▶ _AIM OF THE EXERCISE_
Collect each line of the entries below that contains the word "canopy", and copy those lines out unchanged.

▶ _DATA FOR PROCESSING_
↓

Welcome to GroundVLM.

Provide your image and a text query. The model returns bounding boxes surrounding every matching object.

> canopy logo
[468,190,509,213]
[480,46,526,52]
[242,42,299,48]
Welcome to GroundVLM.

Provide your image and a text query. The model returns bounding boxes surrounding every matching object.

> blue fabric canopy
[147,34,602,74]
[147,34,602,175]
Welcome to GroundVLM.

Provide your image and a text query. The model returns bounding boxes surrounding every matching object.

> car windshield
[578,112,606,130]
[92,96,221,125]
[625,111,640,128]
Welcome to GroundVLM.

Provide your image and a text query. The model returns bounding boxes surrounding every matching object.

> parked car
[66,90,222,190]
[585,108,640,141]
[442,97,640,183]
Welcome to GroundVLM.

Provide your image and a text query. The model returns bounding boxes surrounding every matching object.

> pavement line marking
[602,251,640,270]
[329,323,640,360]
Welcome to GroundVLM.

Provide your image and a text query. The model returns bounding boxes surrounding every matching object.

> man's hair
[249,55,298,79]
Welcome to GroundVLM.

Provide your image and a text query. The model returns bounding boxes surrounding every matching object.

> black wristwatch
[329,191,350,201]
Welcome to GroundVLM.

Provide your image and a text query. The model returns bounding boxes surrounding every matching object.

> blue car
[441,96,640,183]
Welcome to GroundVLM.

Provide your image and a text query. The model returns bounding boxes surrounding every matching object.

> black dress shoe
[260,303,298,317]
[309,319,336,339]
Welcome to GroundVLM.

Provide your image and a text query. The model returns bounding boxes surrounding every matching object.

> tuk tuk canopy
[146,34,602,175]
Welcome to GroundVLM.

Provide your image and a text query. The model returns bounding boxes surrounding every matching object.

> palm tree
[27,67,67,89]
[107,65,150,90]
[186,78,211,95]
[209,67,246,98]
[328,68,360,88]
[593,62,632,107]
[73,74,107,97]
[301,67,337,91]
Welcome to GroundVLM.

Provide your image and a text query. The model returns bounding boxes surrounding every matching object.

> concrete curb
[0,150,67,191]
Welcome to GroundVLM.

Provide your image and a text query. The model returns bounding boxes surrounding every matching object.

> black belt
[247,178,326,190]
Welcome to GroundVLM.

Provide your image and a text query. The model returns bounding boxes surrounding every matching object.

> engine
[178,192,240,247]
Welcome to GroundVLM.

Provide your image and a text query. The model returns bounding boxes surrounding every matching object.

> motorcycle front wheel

↑

▶ _COMPLETE ANSWER_
> canopy logo
> blue fabric canopy
> tuk tuk canopy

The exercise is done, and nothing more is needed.